[Text block — start]

Paul Krugman, the American economist and 2008 Nobel Prize winner, has warned that India could end up with huge mass unemployment if it does not grow its manufacturing sector. 

"There is this concept called artificial intelligence that you should be wary of. In future, while diagnosis may be outsourced to a doctor in India, it could also go to a firm based on artificial intelligence. Things like this could be a cause for worry for Indian services sector," Krugman said while speaking at an event in Delhi on Saturday. 

"Japan is no longer a superpower because its working-age population declined, and China is looking the same. In Asia, India could take the lead but only if it also develops its manufacturing sector, not only the services one,” he said. 

“India’s lack in the manufacturing sector could work against it, as it doesn't have the jobs essential to sustain the projected growth in demography. You have to find jobs for people,” he said. 

India has made rapid progress on the economic front but economic inequality in the country remains an issue, the noble laureate said.

[Text block — finish]
[Recorded data — start]

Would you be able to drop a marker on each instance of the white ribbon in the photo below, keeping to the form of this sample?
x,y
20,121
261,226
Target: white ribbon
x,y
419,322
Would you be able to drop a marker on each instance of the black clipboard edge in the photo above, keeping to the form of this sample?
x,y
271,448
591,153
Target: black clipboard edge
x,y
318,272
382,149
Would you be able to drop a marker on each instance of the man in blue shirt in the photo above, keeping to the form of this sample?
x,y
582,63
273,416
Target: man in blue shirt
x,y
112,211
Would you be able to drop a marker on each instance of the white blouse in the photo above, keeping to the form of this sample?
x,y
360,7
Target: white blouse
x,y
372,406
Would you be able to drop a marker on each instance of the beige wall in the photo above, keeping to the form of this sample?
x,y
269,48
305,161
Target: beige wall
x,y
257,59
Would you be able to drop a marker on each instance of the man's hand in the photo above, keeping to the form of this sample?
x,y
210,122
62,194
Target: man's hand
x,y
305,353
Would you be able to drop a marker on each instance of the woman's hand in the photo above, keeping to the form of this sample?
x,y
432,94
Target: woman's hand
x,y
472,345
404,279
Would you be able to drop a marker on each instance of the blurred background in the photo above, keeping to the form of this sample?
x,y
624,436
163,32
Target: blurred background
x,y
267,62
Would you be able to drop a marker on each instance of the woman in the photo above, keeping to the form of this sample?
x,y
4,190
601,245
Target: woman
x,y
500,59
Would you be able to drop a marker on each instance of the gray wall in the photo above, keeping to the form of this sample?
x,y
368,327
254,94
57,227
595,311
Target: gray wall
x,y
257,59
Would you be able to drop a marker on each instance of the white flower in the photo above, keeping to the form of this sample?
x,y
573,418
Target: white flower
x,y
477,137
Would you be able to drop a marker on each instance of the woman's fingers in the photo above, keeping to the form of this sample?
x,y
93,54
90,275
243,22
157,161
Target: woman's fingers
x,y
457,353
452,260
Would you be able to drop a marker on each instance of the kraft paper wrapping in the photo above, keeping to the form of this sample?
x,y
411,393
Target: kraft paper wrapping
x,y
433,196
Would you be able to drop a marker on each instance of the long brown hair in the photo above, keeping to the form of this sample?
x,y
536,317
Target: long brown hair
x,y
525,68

[Recorded data — finish]

Exercise tasks
**1.** In the Krugman passage, why is Japan no longer a superpower?
**2.** Please extend the Krugman passage with a few more sentences after its final one.

Written responses
**1.** Its working-age population declined.

**2.**
Krugman said India though has become a much "better place to do business" than it was earlier.

"India achieved as much economic progress in the (last) 30 years as Great Britain did in 150 years. It is a very rapid pace of transformation....why does there still seem to be visible poverty in India? 

"One problem is the high degree of economic inequality," he said at the News 18 Rising India Summit.

He also said India has made "enormous strides" in economic progress but the wealth has "not been evenly distributed".

He also touched upon the problem of corruption that the country has been facing.

"There are issues of corruption. You can`t become Denmark with Chinese levels of corruption," he said.